TEXTAUSZUG –
>>>>

Radikalisierte Szene im Raum Aachen, Düren und Heinsberg

Rene Laube als Redner auf der Kundgebung "Die Rechten gegen Schächten" im Februar 2002 in Stolberg.

Geplant war am 26. Juli 2009 ein Fußball-Freundschaftsspiel der U19 von Alemannia Aachen und der U21 des griechischen Clubs PAOK Thessaloniki. Da es im Vorfeld in der Region Düren zu rechten Vorfällen gekommen war, stand das Spiel unter dem Motto: »Gegen Rassismus und Gewalt!« Die Partie symbolisch anstoßen sollte der CDU Bürgermeister. Doch als die Veranstalter der Initiative »Fußballvereine gegen Rechts« den Fußballplatz betraten, waren sie geschockt. Neonazis hatten das Kürzel KAL und ein etwa 1,50 mal 1,50 Meter großes Hakenkreuz in den Rasenplatz des Dorfes gegraben. In beiden Strafräumen waren zudem massenhaft Glasscherben verstreut und in den Boden getreten worden.

<<<<

DATENLISTE –
>>>>

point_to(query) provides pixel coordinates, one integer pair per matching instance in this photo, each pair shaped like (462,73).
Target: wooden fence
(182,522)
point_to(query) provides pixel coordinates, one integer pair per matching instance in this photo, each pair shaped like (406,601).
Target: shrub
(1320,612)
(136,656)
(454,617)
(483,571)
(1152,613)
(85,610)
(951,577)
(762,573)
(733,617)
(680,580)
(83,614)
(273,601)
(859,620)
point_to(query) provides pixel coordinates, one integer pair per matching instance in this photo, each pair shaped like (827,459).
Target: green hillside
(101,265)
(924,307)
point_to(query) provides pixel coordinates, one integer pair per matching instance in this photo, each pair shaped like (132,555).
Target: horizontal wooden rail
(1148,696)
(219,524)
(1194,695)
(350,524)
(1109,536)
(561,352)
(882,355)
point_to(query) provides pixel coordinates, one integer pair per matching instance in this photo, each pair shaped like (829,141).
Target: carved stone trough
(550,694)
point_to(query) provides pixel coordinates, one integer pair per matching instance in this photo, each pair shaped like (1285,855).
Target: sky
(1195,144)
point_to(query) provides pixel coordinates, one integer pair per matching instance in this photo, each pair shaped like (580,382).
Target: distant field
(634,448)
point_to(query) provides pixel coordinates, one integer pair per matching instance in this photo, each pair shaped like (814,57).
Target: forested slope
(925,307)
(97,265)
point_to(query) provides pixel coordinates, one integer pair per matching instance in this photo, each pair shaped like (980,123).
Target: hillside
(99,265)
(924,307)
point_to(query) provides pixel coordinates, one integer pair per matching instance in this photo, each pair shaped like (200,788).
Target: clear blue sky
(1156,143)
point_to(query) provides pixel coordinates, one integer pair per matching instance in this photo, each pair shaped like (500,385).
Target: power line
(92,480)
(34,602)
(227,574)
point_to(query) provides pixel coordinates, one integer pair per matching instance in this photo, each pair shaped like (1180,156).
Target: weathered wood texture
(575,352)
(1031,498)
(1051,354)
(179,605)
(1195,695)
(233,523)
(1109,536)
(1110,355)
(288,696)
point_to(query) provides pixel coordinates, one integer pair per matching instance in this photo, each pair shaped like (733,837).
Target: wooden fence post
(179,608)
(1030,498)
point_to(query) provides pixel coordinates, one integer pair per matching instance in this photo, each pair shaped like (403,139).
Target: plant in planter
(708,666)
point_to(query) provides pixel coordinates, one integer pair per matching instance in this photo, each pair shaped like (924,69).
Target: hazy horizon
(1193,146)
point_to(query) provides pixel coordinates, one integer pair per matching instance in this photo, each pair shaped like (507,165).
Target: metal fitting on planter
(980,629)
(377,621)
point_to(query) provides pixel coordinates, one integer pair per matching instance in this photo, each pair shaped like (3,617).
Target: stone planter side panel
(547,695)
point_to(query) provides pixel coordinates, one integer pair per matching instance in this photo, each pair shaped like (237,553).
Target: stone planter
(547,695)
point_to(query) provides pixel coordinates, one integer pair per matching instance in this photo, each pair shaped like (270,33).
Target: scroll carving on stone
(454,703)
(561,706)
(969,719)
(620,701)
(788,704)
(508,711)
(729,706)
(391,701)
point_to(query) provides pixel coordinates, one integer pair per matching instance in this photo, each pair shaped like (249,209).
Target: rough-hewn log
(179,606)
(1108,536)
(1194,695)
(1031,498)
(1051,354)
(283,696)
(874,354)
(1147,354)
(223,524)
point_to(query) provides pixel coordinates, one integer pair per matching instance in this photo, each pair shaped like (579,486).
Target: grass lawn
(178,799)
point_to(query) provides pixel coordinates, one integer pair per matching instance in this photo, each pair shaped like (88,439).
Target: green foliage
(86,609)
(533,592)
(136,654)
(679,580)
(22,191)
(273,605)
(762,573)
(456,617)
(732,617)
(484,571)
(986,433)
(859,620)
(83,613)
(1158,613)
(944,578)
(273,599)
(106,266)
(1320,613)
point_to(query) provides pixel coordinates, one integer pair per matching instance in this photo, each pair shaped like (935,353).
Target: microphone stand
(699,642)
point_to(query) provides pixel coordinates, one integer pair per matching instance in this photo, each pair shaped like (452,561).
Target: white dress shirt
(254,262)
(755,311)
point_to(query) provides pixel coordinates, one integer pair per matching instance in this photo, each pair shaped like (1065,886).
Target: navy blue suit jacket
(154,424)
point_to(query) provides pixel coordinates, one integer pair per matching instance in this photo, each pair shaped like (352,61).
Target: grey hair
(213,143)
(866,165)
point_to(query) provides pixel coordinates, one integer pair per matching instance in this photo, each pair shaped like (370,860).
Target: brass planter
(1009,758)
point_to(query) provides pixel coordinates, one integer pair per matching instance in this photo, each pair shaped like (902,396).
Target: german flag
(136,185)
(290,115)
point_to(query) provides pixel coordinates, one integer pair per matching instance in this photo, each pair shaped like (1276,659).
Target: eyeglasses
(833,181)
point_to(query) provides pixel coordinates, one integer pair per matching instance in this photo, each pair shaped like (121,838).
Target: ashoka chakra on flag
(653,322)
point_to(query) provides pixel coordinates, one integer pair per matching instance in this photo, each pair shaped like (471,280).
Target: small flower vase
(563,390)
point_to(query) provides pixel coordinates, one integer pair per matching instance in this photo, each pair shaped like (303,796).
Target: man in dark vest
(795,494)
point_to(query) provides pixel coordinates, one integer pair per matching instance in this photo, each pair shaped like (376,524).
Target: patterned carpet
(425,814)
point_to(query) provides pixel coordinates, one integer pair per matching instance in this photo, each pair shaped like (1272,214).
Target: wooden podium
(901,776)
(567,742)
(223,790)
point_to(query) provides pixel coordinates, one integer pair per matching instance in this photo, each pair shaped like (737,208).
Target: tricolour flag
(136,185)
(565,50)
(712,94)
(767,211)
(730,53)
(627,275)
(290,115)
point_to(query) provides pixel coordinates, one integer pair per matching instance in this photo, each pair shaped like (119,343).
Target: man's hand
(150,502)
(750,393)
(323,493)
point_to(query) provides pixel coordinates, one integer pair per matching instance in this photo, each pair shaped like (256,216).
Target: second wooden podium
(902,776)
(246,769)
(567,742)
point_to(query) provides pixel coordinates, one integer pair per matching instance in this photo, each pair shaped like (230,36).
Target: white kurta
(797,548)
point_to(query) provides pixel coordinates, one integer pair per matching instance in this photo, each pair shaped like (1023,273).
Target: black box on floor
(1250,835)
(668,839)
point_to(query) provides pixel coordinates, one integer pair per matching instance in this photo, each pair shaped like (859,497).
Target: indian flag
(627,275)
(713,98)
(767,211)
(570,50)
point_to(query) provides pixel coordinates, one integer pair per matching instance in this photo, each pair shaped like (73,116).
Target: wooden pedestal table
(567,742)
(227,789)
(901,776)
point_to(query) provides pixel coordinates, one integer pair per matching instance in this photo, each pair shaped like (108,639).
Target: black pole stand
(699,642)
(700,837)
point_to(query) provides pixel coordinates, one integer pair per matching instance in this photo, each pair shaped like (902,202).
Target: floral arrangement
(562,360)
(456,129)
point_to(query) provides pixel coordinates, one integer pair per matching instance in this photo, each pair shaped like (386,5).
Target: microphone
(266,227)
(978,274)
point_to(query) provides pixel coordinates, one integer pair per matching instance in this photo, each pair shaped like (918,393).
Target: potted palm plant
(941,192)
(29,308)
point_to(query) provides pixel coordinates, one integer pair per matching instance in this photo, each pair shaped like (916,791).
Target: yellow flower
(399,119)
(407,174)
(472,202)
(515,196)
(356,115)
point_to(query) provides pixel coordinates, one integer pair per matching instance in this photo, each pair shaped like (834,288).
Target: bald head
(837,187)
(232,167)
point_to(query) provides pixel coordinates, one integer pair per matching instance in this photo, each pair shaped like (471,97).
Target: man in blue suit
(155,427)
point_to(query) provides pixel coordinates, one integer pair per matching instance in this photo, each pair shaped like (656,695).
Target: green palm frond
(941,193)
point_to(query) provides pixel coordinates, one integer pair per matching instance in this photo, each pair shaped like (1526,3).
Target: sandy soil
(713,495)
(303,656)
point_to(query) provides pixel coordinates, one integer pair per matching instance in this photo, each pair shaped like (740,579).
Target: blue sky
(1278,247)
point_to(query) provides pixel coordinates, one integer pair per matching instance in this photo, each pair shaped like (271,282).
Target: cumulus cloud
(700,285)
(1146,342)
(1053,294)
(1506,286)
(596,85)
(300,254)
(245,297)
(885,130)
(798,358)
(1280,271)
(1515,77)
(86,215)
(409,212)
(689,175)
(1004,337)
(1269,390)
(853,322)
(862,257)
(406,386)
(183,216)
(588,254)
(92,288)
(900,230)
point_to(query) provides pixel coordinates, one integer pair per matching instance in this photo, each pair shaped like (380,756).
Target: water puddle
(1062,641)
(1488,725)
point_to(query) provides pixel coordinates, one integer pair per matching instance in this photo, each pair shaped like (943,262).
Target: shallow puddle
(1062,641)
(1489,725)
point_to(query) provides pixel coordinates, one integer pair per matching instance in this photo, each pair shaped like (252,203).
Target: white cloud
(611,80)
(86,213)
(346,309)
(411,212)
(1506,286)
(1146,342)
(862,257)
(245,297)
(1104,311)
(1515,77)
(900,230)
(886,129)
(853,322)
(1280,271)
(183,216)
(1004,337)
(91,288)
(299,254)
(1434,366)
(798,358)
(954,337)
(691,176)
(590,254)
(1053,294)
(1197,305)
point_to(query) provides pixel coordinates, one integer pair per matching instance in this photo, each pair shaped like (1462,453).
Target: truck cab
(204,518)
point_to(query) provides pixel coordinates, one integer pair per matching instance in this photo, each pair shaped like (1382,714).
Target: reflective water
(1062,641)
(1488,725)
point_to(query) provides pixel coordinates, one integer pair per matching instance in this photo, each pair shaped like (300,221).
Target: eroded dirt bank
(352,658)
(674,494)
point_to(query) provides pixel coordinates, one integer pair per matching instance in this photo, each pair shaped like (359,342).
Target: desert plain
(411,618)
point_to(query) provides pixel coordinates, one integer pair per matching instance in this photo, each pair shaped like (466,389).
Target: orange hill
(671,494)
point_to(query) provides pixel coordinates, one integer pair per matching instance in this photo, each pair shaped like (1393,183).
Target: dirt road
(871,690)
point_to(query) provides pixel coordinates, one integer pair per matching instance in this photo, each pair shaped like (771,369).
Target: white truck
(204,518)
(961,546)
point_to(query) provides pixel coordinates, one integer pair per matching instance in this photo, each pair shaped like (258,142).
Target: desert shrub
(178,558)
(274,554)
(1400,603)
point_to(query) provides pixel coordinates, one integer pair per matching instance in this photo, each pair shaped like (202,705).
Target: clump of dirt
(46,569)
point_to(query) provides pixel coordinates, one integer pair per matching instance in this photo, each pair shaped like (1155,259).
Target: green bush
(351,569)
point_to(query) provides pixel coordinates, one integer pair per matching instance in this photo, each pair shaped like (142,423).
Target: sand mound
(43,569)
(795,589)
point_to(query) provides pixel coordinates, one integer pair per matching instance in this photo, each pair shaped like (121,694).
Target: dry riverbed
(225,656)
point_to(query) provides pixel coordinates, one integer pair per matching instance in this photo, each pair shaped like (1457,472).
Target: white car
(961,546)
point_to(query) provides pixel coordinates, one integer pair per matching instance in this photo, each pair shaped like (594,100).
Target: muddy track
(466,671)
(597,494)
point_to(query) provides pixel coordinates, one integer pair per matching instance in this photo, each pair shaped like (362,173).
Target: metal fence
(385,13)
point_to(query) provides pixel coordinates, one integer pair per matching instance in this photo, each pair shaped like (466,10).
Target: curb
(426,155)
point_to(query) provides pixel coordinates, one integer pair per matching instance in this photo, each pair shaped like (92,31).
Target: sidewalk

<<<<

AUFGABE 1 –
Beantworten Sie anhand des Textauszugs die folgenden Fragen.
(a) Auf welcher Kundgebung trat Rene Laube im Februar 2002 in Stolberg als Redner auf?
(b) Unter welchem Motto stand das geplante Spiel?
(c) Wie groß war das Hakenkreuz, das in den Rasenplatz gegraben worden war?
AUFGABE 2 – Aktualisieren Sie den Abschnitt des Textauszugs zwischen „Radikalisierte Szene im“ und „Boden getreten worden.“, jeweils einschließlich, und ersetzen Sie dabei „Fußball-Freundschaftsspiel“ durch „Fußball-Testspiel“.
AUFGABE 3 –
Entscheiden Sie, ob die folgenden Aussagen mit dem Textauszug übereinstimmen, und belegen Sie jede Antwort mit den entscheidenden Worten des Textes.
(a) Das Spiel war für den 26. Juli 2009 geplant.
(b) Ein SPD-Bürgermeister sollte die Partie symbolisch anstoßen.
(c) Die Glasscherben lagen nur in einem der beiden Strafräume.

RICHTIGE ANTWORT 1 –
(a) Auf der Kundgebung "Die Rechten gegen Schächten".
(b) »Gegen Rassismus und Gewalt!«
(c) Etwa 1,50 mal 1,50 Meter.

RICHTIGE ANTWORT 2 –
Radikalisierte Szene im Raum Aachen, Düren und Heinsberg

Rene Laube als Redner auf der Kundgebung "Die Rechten gegen Schächten" im Februar 2002 in Stolberg.

Geplant war am 26. Juli 2009 ein Fußball-Testspiel der U19 von Alemannia Aachen und der U21 des griechischen Clubs PAOK Thessaloniki. Da es im Vorfeld in der Region Düren zu rechten Vorfällen gekommen war, stand das Spiel unter dem Motto: »Gegen Rassismus und Gewalt!« Die Partie symbolisch anstoßen sollte der CDU Bürgermeister. Doch als die Veranstalter der Initiative »Fußballvereine gegen Rechts« den Fußballplatz betraten, waren sie geschockt. Neonazis hatten das Kürzel KAL und ein etwa 1,50 mal 1,50 Meter großes Hakenkreuz in den Rasenplatz des Dorfes gegraben. In beiden Strafräumen waren zudem massenhaft Glasscherben verstreut und in den Boden getreten worden.

RICHTIGE ANTWORT 3 –
(a) Ja: „Geplant war am 26. Juli 2009 ein Fußball-Freundschaftsspiel“
(b) Nein: „Die Partie symbolisch anstoßen sollte der CDU Bürgermeister.“
(c) Nein: „In beiden Strafräumen waren zudem massenhaft Glasscherben verstreut“